Count how many lines in the rows below contain the string "hair". Reply with that number alone.
——
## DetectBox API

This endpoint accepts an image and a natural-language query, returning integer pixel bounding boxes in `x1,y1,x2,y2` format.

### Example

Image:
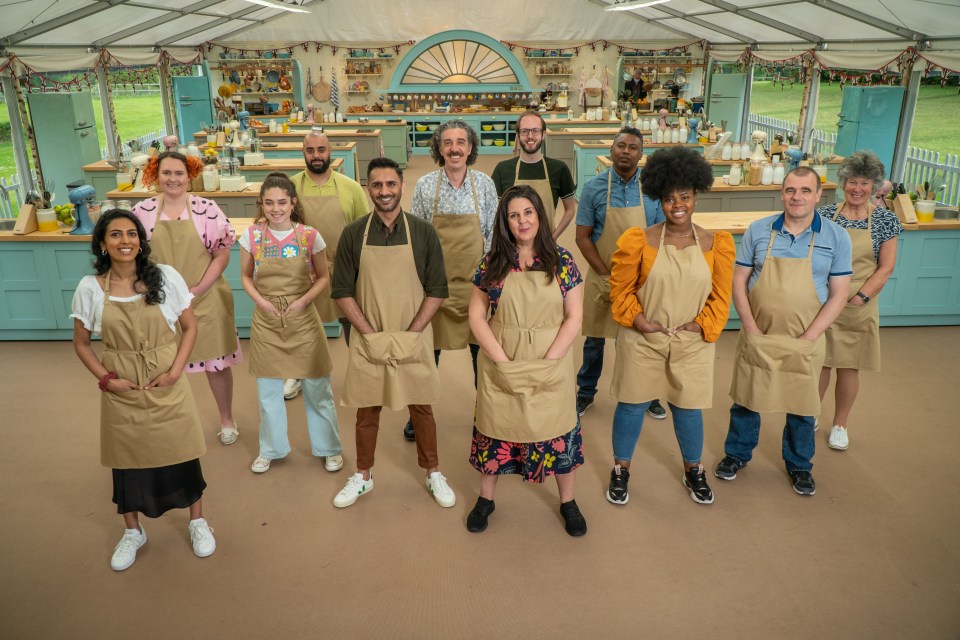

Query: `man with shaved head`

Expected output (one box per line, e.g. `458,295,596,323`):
283,131,370,400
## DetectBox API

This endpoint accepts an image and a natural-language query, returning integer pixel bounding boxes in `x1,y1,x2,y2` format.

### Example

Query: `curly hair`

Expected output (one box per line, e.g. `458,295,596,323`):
640,147,713,200
143,151,203,189
430,118,480,167
480,184,560,287
90,209,166,304
253,171,306,224
837,151,886,193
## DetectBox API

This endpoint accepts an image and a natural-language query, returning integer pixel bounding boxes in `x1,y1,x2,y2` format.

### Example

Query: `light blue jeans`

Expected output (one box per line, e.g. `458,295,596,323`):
257,376,343,460
613,400,703,464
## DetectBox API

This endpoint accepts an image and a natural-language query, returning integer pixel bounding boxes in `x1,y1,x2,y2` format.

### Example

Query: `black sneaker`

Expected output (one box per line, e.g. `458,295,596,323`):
790,470,817,496
560,500,587,537
467,497,497,533
683,464,713,504
713,456,747,480
577,396,593,416
607,465,630,504
647,400,667,420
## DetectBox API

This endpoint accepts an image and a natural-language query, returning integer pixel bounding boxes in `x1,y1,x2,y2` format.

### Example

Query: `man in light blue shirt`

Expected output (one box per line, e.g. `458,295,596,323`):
577,127,667,419
714,167,853,496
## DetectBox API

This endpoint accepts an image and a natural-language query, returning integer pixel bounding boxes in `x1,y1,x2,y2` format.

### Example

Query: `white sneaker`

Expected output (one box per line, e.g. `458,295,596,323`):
333,472,373,509
283,378,300,400
827,424,850,451
187,518,217,558
427,471,457,507
110,525,147,571
323,456,343,472
217,422,240,444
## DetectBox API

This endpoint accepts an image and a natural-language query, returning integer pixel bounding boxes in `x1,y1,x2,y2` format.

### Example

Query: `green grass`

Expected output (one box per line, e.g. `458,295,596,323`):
0,93,163,185
750,81,960,159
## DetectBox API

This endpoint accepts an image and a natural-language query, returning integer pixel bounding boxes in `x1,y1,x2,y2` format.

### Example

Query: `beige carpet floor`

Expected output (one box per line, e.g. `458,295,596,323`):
0,152,960,640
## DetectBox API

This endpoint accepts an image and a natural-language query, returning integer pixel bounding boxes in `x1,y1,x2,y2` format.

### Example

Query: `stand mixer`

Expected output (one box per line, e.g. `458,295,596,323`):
67,184,98,236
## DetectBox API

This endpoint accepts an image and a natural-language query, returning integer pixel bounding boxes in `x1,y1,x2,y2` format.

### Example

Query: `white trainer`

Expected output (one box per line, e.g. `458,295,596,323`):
110,525,147,571
827,424,850,451
283,378,300,400
427,471,457,507
333,472,373,509
323,455,343,473
187,518,217,558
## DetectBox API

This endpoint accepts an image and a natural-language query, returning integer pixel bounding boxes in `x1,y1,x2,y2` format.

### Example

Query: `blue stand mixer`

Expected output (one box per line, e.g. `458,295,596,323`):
67,184,97,236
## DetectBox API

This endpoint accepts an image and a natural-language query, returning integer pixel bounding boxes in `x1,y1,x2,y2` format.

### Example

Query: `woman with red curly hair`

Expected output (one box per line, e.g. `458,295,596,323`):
133,151,243,444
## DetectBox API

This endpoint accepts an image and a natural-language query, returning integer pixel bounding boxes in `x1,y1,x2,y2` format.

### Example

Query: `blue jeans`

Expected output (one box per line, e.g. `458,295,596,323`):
723,403,816,472
577,338,606,400
257,376,343,460
613,400,703,464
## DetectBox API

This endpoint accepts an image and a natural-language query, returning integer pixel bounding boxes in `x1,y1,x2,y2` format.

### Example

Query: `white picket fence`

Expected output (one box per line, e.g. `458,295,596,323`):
750,113,960,207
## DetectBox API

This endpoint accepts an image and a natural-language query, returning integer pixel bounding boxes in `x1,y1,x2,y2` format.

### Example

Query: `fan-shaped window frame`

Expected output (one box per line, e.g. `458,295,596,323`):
389,29,531,93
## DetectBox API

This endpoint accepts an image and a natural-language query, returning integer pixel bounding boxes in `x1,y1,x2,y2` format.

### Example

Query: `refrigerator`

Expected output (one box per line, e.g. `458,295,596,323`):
173,76,213,144
834,85,905,177
27,91,100,204
705,73,747,140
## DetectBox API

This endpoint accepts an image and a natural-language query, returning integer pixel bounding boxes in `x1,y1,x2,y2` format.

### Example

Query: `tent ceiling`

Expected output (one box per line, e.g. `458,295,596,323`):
0,0,960,50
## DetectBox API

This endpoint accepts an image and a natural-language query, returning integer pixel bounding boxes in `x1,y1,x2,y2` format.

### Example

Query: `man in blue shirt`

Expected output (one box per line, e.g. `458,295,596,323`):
577,127,667,419
714,167,853,496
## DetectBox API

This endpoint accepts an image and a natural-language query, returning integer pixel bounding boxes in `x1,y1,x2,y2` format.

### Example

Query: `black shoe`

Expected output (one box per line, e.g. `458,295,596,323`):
560,500,587,537
647,400,667,420
577,396,593,416
683,464,713,504
467,497,497,533
790,469,817,496
713,456,747,480
607,465,630,504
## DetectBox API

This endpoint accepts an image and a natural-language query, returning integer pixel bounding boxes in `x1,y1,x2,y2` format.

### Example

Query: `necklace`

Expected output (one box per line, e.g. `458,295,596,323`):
663,226,693,238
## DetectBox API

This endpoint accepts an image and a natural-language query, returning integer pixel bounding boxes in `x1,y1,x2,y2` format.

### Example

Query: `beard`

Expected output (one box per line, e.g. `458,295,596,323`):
307,158,330,175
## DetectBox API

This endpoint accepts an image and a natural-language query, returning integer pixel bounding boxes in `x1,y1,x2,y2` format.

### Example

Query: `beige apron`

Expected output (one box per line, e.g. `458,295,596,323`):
513,156,557,233
730,230,826,416
100,272,207,469
247,224,333,379
294,173,347,322
611,224,716,409
582,169,647,338
340,212,440,411
823,205,880,371
150,195,237,362
477,271,577,442
431,169,483,351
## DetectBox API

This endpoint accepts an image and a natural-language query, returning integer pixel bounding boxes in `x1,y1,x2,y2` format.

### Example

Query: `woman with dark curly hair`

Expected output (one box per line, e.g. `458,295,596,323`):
817,151,903,451
467,185,587,536
70,209,216,571
133,151,243,444
607,147,736,504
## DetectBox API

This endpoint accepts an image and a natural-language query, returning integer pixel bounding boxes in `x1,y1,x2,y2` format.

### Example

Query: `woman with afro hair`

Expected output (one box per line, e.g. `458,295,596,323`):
607,147,736,504
133,151,243,444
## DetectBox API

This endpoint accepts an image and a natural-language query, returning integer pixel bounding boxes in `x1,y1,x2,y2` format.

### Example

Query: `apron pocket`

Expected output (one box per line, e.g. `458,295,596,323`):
741,332,817,374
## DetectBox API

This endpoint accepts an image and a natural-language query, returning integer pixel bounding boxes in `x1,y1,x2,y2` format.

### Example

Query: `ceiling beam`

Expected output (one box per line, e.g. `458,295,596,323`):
804,0,927,40
93,0,229,47
0,0,127,47
699,0,823,43
590,0,700,40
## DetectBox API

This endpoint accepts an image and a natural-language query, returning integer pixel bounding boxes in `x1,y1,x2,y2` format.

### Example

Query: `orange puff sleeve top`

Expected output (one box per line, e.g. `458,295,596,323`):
610,227,737,342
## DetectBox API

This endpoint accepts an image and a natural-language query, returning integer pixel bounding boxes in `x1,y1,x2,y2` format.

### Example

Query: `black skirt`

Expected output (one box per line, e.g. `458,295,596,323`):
113,458,207,518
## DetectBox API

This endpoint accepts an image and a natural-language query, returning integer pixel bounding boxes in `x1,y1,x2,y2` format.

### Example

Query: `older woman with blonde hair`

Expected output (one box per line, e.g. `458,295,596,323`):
817,151,903,451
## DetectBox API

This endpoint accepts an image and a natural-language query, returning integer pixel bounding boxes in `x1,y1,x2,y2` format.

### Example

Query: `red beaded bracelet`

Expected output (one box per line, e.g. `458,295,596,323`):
99,371,117,391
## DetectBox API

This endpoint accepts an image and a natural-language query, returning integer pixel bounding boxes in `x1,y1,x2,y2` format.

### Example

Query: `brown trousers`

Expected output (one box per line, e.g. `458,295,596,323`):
357,404,439,471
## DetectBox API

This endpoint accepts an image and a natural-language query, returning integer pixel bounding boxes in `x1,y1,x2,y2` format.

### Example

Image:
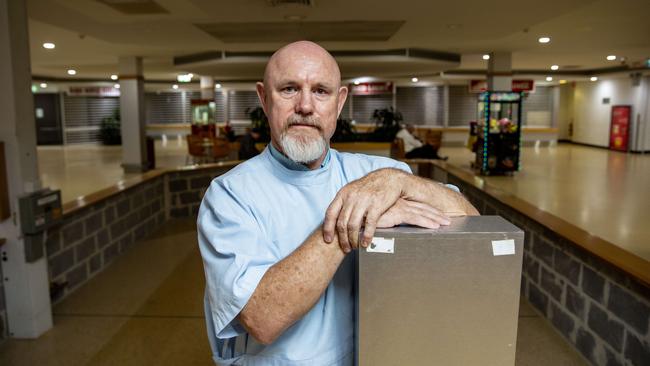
——
**Finished task**
5